**提示文:**

'''

家畜市場はその地域性から3形態に区分できる。まず、家畜が生産される地域内で取引されるために設けられる市場として、地域(産地)家畜市場がある。ここでは主として子牛などの子畜の取引が行われる。開設日数や出荷頭数が少なく、小規模な家畜市場が多い。次に、家畜取引のために家畜商や農業協同組合系統の集荷仕分け拠点市場としての集散地市場がある。ここでは、子畜や成畜の生産地域に設置されるものが多く、その規模は大きい。また、家畜共進会(品評会)などのために開催される臨時市場がある。
家畜市場はさらに、取引される家畜の種類別に、牛市場、豚市場、馬市場などと区分される。現在、おもに家畜市場で取引される家畜は肉用子牛がもっとも多く、次いでホルスタイン種の雄子牛(ぬれ子)、肥育牛、乳用老廃牛、初乳牛など、牛取引が中心である。また、過去には豚取引市場も全国に多数存在していたが、豚飼養形態が繁殖から肥育までを行う一貫経営形態に変化したこともあって、子豚取引などの家畜市場は姿を消しつつある。さらに、馬市場も北海道を中心に存在しており、肉用馬や競走馬が取引されている。
これまで、家畜市場は自然発生的に形成されてきたこともあって、少頭数による取引市場が多数存在していた。地域(産地)家畜市場では、一般に取引規模の小さいものが多く、購買者の数も少なく、零細で局地的な取引形態となりやすくなっている。その結果、開設者は入場料や手数料を高額にしたり、購買者は家畜購入のために数多くの市場で取引せざるをえないなど、出荷者や購買者の売買意欲の減退を招いている。1961年の1477市場をピークとして、その後は1980年に481、1990年(平成2)355、2012年(平成24)末149市場(休場市場を含む)と、家畜市場の統廃合が進んでいる。家畜市場を地域別にみると、北海道14市場、東北25、関東21、北陸6、東海7、近畿8、中・四国18、九州・沖縄50である。こうした家畜市場の多くが、生産者団体によって開設されている。

'''

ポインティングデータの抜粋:
'''

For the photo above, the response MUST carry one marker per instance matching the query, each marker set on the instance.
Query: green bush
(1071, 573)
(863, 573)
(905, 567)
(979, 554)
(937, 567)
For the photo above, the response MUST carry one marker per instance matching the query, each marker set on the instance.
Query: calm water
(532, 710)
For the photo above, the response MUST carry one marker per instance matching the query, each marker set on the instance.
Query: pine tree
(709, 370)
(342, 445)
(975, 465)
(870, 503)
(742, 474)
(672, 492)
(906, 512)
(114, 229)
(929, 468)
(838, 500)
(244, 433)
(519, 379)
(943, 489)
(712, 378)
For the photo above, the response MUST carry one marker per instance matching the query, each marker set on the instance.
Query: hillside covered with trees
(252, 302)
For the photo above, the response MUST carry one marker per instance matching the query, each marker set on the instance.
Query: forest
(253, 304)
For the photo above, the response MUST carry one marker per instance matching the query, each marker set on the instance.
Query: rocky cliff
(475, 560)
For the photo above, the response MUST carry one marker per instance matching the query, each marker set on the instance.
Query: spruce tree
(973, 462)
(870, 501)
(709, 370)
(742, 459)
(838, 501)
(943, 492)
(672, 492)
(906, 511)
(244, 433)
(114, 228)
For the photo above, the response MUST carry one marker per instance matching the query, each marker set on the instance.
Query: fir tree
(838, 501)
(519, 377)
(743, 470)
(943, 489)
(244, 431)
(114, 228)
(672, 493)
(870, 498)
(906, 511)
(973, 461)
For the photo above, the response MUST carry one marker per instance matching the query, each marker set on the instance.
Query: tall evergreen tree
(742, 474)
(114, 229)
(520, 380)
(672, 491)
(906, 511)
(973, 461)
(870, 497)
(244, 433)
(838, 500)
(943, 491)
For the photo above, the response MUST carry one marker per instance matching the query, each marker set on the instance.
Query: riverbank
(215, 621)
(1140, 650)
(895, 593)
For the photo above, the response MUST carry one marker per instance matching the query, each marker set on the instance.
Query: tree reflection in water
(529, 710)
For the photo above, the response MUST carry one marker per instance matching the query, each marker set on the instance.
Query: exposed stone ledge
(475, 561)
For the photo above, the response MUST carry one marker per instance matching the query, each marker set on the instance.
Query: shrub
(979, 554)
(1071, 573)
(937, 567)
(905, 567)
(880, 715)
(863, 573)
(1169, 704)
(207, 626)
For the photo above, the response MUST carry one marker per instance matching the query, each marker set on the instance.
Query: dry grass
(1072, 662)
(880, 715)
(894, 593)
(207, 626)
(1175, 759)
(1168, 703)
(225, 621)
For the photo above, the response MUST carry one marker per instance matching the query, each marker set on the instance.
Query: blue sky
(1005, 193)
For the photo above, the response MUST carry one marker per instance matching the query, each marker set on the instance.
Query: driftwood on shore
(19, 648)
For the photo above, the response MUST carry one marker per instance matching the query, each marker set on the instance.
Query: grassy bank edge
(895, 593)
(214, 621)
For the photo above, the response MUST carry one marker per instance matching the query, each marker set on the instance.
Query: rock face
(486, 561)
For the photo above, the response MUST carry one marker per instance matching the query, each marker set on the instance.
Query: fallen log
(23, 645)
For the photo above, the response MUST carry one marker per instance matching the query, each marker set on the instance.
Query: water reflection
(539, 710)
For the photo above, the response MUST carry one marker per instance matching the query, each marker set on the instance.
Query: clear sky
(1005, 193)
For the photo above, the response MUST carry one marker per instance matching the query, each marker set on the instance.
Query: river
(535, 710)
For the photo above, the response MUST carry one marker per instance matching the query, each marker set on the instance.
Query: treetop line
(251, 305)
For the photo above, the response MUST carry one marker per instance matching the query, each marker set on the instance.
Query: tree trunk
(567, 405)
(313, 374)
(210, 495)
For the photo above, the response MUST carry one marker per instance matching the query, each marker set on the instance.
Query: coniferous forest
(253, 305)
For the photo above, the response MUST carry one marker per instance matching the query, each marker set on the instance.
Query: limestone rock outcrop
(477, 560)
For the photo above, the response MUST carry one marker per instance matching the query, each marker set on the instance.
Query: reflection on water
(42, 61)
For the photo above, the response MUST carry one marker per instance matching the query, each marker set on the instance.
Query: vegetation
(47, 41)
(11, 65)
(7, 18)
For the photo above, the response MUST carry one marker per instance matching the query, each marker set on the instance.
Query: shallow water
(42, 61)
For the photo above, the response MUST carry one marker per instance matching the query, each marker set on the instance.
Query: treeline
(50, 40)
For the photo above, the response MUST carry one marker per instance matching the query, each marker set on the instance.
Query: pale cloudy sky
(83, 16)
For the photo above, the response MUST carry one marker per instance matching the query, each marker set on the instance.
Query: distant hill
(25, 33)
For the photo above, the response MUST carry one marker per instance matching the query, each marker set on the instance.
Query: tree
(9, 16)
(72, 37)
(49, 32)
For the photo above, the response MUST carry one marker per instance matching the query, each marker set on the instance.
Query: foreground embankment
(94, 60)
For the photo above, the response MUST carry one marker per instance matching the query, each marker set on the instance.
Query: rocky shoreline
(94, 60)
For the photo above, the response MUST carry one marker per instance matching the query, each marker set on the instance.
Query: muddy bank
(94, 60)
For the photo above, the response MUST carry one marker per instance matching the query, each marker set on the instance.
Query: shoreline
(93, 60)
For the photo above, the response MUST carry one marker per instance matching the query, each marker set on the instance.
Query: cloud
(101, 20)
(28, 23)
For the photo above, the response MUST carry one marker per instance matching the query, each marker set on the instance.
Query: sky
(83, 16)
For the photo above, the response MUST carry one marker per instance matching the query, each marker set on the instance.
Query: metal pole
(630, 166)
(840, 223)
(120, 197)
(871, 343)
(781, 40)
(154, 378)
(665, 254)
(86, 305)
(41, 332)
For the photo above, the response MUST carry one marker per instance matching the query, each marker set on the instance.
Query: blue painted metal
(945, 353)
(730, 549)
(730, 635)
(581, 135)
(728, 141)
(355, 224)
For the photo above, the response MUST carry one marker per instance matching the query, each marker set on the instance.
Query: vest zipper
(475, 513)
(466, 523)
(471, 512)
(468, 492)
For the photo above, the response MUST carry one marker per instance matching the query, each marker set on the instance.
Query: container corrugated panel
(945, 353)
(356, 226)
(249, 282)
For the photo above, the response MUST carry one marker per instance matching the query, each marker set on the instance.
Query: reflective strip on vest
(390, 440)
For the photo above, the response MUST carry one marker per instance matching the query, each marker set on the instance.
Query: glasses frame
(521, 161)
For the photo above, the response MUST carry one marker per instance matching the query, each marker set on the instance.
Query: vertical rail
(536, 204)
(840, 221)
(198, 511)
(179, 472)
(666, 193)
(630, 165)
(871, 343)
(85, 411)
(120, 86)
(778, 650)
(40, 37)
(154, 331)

'''

**指示:**
[A] 家畜市場についての提示文で、家畜市場でおもに取引される牛として挙げられているものをすべて書き出すこと。
[B] 家畜市場についての提示文を、最後の文のあとから書き継ぐこと。

**解答:**
[A]
- 肉用子牛
- ホルスタイン種の雄子牛(ぬれ子)
- 肥育牛
- 乳用老廃牛
- 初乳牛

[B]
[早川 治]
『農林法規研究委員会編『農林法規解説全集・畜産編』(1969・大成出版社)』▽『宮崎宏編『国際化と日本畜産の進路』(1993・家の光協会)』▽『日本農業市場学会編『農業市場の国際的展開』(1997・筑波書房)』▽『滝沢昭義・細川允史編『講座 今日の食料・農業市場3 流通再編と食料・農産物市場』(2000・筑波書房)』▽『三國英實・来間泰男編『講座 今日の食料・農業市場4 日本農業の再編と市場問題』(2001・筑波書房)』▽『食料・農業政策研究センター編『食料白書――畜産物の需給動向と畜産業の課題』(2001・農山漁村文化協会)』▽『新山陽子著『牛肉のフードシステム』(2001・日本経済評論社)』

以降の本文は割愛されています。